#### TEXTO DE LECTURA
Honrando el valor de los bravos del 25. Por el Suboficial Principal VGM Jorge Alberto Pacheco. El objetivo de este artículo es exponer la intervención de la 2da Sección "ROMEO" de la Ca I “C” del RI 25 en la batalla de Pradera del Ganso...

PRADERA DEL GANSO - LOS BRAVOS DEL 25
Honrando el valor de los bravos del 25
Por el Suboficial Principal VGM Jorge Alberto Pacheco

El objetivo de este artículo es exponer la intervención de la 2da Sección "ROMEO" de la Ca I “C” del RI 25 en la batalla de Pradera del Ganso (Goose Green), acontecimiento que viví muy de cerca y que me marcó para siempre como ser humano y soldado. Pretendo, también, que esta descripción histórica constituya un póstumo reconocimiento a aquellos doce héroes de esta unidad, quienes dieron sus vidas en favor del cumplimiento del sagrado deber militar.

En el año 1982, me hallaba destinado -con el grado de cabo- en el Regimiento de Infantería 25 (RI 25), como jefe del segundo grupo de tiradores, integrando la primera sección de la Compañía de Infantería (Ca I) "B".

#### DATOS REGISTRADOS
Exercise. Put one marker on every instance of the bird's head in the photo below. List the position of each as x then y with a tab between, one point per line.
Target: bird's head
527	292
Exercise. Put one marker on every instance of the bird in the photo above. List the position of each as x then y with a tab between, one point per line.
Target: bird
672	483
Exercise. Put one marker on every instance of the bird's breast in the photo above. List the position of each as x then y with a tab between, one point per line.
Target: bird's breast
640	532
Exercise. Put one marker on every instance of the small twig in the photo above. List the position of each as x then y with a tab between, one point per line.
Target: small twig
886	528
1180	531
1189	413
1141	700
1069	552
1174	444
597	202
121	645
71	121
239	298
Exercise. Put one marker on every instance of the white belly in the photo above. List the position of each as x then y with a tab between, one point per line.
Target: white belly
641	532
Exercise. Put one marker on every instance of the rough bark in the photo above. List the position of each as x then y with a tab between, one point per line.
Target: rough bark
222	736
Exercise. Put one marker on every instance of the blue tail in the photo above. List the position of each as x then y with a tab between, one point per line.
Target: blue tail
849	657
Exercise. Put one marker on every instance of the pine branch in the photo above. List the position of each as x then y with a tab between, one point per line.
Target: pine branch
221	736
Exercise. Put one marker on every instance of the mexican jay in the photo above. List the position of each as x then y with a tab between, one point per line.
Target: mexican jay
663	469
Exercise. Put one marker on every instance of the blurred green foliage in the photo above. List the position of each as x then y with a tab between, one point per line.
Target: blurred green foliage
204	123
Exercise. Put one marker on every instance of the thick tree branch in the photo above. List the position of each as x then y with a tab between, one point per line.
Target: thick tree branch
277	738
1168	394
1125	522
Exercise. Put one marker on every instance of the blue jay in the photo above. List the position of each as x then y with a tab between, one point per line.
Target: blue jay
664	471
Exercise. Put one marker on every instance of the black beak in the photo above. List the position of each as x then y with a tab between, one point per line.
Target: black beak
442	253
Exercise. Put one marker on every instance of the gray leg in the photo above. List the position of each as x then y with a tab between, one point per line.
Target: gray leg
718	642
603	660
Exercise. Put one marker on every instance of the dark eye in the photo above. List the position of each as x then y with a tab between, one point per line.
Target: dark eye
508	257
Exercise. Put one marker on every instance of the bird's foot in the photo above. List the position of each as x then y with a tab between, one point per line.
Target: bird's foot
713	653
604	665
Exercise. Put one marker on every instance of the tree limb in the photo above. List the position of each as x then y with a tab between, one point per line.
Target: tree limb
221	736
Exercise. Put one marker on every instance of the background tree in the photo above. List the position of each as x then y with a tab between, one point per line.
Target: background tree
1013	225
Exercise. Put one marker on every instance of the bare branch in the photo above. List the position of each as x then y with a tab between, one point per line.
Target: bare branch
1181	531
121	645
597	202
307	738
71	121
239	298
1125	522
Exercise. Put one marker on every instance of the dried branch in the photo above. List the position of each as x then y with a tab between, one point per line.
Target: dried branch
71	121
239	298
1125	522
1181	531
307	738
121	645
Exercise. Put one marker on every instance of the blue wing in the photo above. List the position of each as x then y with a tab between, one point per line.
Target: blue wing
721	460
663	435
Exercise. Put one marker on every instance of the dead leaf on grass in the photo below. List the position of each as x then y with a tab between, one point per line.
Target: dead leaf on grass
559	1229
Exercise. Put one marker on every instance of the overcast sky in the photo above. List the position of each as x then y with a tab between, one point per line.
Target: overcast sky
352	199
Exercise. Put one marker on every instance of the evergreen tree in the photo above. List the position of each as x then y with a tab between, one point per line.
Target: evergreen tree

#### TAREAS POR REALIZAR
**1)** Enumera todas las unidades o subdivisiones militares que se nombran en el artículo sobre Pradera del Ganso, con los nombres que les da el texto.
**2)** Repite literalmente el tramo del listado que va desde la línea que contiene "Exercise. Put one marker on every instance of the dead" hasta el final del listado, con ambos extremos incluidos.
El artículo y el listado no tienen relación entre sí.

#### RESULTADOS POR TAREA
**1)**
- Regimiento de Infantería 25 (RI 25)
- Compañía de Infantería (Ca I) "C"
- 2da Sección "ROMEO"
- Compañía de Infantería (Ca I) "B"
- primera sección
- segundo grupo de tiradores

**2)**
Exercise. Put one marker on every instance of the dead leaf on grass in the photo below. List the position of each as x then y with a tab between, one point per line.
Target: dead leaf on grass
559	1229
Exercise. Put one marker on every instance of the overcast sky in the photo above. List the position of each as x then y with a tab between, one point per line.
Target: overcast sky
352	199
Exercise. Put one marker on every instance of the evergreen tree in the photo above. List the position of each as x then y with a tab between, one point per line.
Target: evergreen tree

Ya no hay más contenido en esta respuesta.